[What you are asked to do]: Drop every picture and copy exactly the lines from the one with "Where can the large boulder" through the last line of the listing below.

[Dataset records]:
[Start]

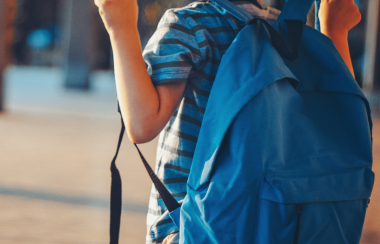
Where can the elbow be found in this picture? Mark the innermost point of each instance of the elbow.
(141, 134)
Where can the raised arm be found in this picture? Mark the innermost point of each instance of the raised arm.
(144, 107)
(337, 18)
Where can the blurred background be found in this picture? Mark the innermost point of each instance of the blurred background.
(59, 123)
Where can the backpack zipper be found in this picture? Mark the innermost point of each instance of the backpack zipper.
(297, 231)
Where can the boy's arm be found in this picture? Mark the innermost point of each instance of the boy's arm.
(337, 17)
(144, 107)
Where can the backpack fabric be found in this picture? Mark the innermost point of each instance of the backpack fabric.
(284, 154)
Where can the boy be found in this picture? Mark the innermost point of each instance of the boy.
(170, 97)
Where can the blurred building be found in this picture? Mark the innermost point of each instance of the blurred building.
(70, 34)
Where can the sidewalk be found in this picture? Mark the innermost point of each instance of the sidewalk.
(56, 147)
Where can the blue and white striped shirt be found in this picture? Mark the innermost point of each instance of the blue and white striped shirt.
(187, 46)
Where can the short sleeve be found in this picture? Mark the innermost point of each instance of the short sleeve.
(172, 51)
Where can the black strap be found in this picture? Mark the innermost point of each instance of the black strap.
(169, 200)
(295, 30)
(116, 194)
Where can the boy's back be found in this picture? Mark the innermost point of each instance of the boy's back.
(187, 47)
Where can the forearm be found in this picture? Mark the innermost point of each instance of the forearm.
(138, 98)
(341, 43)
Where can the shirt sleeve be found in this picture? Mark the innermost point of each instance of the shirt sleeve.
(172, 51)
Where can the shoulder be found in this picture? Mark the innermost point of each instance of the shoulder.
(199, 12)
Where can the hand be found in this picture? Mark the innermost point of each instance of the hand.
(118, 14)
(337, 17)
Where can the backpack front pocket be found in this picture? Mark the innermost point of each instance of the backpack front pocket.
(313, 207)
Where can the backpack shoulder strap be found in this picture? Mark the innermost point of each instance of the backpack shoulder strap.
(236, 11)
(296, 10)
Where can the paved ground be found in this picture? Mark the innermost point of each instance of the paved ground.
(55, 148)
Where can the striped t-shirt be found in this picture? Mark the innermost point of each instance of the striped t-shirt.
(187, 46)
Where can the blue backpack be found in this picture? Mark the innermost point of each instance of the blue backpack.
(284, 154)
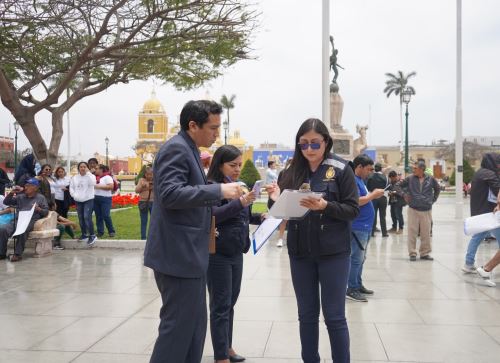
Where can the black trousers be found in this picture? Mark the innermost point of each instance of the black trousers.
(224, 283)
(380, 205)
(183, 325)
(397, 216)
(331, 274)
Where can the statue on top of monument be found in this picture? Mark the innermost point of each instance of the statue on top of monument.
(333, 62)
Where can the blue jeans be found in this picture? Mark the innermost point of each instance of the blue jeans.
(358, 257)
(102, 208)
(475, 241)
(84, 210)
(144, 217)
(329, 272)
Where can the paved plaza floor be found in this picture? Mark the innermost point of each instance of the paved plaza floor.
(101, 305)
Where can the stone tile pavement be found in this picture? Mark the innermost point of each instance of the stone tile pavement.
(101, 305)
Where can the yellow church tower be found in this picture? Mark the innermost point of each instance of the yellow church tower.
(153, 121)
(153, 132)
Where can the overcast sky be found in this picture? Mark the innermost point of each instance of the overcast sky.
(282, 88)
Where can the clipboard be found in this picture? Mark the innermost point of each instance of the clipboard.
(288, 204)
(262, 234)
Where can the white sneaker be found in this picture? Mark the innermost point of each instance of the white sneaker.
(483, 273)
(469, 269)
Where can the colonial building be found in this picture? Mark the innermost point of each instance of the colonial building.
(153, 131)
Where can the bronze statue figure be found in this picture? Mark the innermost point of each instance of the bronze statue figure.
(333, 62)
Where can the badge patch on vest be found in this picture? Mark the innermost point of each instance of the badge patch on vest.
(330, 173)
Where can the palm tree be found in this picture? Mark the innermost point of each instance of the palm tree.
(227, 103)
(396, 84)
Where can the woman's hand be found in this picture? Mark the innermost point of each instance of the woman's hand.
(313, 203)
(247, 199)
(273, 190)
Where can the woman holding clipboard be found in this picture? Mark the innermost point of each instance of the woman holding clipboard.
(319, 244)
(225, 267)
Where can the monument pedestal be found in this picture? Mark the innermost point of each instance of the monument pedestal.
(342, 139)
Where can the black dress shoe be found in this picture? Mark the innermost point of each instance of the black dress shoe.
(236, 358)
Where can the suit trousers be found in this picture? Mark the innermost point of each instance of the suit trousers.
(183, 325)
(224, 284)
(419, 221)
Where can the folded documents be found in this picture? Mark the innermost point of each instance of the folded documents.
(288, 204)
(262, 234)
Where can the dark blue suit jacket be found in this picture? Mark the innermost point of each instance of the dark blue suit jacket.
(179, 230)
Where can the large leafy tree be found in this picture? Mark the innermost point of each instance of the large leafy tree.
(228, 104)
(49, 46)
(395, 85)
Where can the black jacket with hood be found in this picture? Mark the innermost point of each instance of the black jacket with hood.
(485, 179)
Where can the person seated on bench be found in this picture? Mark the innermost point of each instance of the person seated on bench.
(23, 202)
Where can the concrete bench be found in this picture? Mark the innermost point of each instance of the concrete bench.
(43, 233)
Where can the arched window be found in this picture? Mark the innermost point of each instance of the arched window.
(151, 125)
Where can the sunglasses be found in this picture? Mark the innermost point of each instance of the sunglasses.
(313, 145)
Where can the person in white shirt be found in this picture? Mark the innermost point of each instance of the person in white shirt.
(81, 189)
(102, 201)
(61, 191)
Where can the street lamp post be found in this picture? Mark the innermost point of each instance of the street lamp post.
(16, 128)
(106, 140)
(225, 124)
(406, 95)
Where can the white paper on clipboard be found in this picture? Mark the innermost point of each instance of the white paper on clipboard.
(262, 234)
(23, 220)
(288, 204)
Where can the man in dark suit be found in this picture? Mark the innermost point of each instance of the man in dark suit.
(378, 181)
(177, 244)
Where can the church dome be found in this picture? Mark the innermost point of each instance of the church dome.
(153, 105)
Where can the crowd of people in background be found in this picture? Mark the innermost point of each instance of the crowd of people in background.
(90, 190)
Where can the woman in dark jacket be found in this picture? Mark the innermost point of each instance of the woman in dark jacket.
(319, 244)
(225, 267)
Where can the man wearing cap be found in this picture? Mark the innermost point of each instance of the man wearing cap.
(23, 202)
(420, 192)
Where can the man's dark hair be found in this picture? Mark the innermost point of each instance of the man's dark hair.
(198, 111)
(362, 160)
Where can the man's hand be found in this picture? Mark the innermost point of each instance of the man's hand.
(273, 190)
(231, 190)
(313, 203)
(247, 199)
(377, 193)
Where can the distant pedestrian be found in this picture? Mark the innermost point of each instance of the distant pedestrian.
(61, 190)
(485, 189)
(81, 188)
(362, 227)
(421, 191)
(103, 200)
(4, 181)
(146, 197)
(378, 181)
(396, 202)
(271, 173)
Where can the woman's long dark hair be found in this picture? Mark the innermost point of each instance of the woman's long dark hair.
(224, 154)
(298, 172)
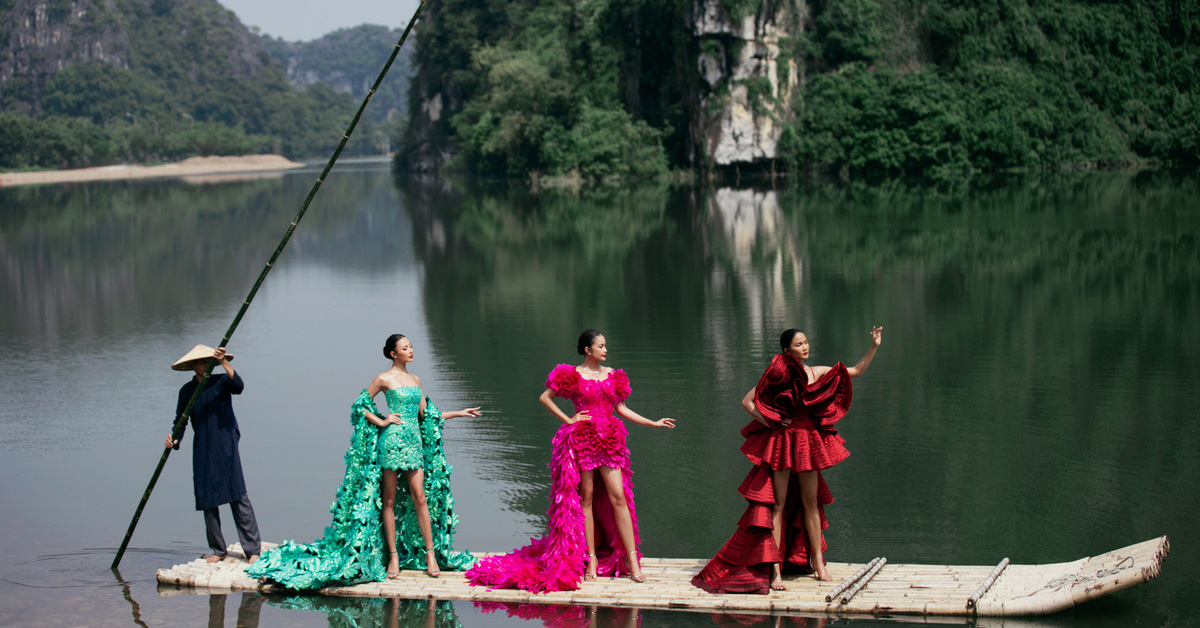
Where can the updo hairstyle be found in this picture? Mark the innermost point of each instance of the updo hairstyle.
(785, 339)
(586, 339)
(390, 345)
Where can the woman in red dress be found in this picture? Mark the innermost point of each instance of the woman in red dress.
(795, 407)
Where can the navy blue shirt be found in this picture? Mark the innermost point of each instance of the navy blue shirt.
(216, 466)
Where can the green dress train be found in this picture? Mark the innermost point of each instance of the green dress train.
(352, 550)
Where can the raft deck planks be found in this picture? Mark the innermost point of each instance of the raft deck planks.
(895, 588)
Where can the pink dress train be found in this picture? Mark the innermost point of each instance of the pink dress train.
(556, 561)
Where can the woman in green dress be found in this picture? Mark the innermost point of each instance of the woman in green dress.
(370, 522)
(401, 449)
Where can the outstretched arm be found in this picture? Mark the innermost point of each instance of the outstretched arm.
(861, 368)
(463, 412)
(625, 413)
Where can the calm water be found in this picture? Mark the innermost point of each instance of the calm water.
(1035, 395)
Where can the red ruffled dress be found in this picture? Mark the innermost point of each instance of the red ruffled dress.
(808, 443)
(557, 560)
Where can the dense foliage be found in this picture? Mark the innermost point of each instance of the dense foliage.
(892, 87)
(198, 83)
(592, 89)
(952, 85)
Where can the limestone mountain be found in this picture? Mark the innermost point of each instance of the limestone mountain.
(349, 60)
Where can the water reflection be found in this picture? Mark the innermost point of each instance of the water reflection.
(1035, 396)
(568, 616)
(372, 612)
(249, 610)
(97, 258)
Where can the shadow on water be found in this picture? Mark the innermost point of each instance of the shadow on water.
(1035, 396)
(400, 612)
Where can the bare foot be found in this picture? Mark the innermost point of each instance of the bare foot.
(393, 566)
(819, 568)
(431, 563)
(591, 573)
(777, 579)
(635, 568)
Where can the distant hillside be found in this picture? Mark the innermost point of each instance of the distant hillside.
(835, 87)
(349, 60)
(91, 82)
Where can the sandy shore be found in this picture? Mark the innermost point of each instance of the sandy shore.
(191, 166)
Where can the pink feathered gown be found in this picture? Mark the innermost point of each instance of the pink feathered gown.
(556, 561)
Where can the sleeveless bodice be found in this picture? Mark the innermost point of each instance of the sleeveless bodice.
(400, 446)
(405, 401)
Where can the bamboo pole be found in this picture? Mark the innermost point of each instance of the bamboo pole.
(867, 578)
(987, 584)
(333, 159)
(852, 579)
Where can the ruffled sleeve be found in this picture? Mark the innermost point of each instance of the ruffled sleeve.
(828, 398)
(780, 389)
(781, 392)
(563, 380)
(366, 435)
(621, 389)
(361, 405)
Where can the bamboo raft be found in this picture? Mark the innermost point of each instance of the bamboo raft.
(879, 587)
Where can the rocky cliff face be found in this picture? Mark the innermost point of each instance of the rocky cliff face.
(349, 60)
(190, 41)
(39, 37)
(750, 78)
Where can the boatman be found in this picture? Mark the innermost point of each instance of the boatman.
(216, 466)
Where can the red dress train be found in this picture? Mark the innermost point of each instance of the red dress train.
(809, 443)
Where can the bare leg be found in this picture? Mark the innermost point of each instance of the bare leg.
(388, 516)
(415, 479)
(809, 483)
(586, 492)
(615, 485)
(779, 480)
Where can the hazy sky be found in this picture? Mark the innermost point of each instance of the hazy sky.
(309, 19)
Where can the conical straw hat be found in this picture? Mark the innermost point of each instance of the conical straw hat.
(199, 352)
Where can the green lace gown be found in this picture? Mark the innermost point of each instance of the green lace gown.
(352, 550)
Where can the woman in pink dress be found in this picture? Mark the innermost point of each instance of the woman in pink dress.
(587, 537)
(795, 408)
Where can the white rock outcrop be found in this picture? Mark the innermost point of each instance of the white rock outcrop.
(750, 83)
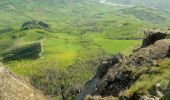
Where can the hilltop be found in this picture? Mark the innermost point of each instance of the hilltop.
(141, 76)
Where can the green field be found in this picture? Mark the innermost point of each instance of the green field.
(80, 35)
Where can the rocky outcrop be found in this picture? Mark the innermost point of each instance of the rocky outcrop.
(112, 79)
(14, 88)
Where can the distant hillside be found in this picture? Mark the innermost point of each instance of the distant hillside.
(160, 4)
(14, 88)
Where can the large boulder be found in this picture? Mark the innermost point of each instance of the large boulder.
(112, 79)
(14, 88)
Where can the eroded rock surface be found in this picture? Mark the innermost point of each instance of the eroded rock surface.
(112, 79)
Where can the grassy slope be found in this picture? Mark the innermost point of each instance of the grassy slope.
(76, 25)
(157, 75)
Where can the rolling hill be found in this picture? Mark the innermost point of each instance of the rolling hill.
(70, 34)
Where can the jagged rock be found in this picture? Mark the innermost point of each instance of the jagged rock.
(148, 55)
(14, 88)
(112, 79)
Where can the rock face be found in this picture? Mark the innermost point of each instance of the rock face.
(113, 78)
(13, 88)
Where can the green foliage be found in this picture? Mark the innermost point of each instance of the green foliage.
(29, 51)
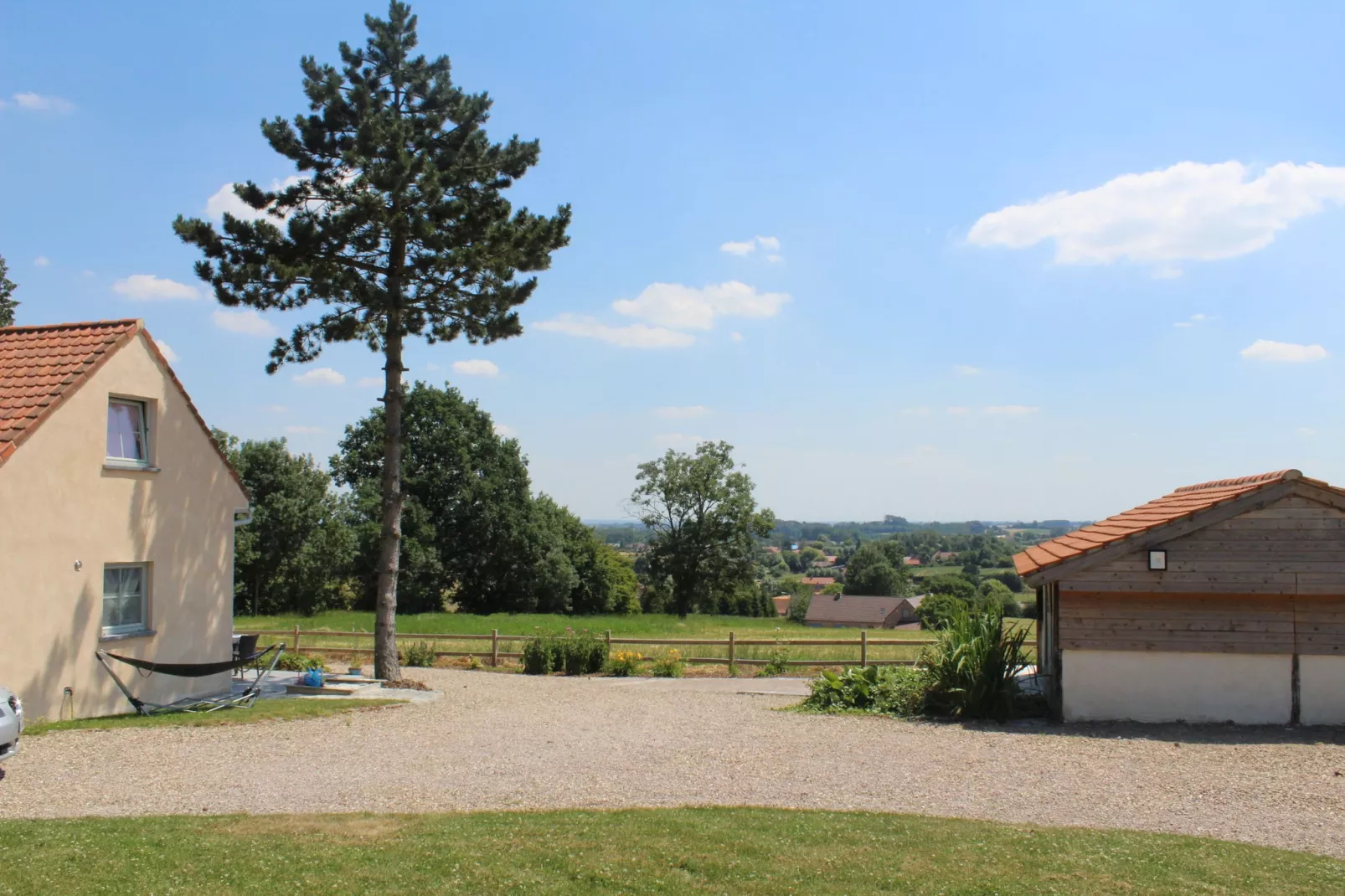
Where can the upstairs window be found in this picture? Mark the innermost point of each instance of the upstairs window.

[End]

[Result of this task]:
Where can the large boulder be found in this picture? Mark the innermost point of each instance of the large boulder.
(112, 79)
(14, 88)
Where can the eroded rock surface be found in this picture? Mark the innermost point of each instance of the eroded rock surface.
(112, 79)
Where can the grassy slope be found in this picture? Mark the innermost point of each instance of the grassy slope.
(76, 25)
(157, 75)
Where can the rolling hill be found in this picture? Mark the innermost point of each instance of the rolling hill.
(70, 34)
Where can the jagged rock be found in this picture? Mark the innermost point of each instance of the jagged rock.
(148, 55)
(14, 88)
(112, 79)
Where can the rock face be found in this picture? Mark the innermost point of each instance of the rock face.
(113, 78)
(13, 88)
Where can the green foliage be found in this picture? Mark the innermost point of each instance of the green foliage.
(29, 51)
Where can the upstairs window be found in this picture? Mark the innermost point of each instance of the upstairs window.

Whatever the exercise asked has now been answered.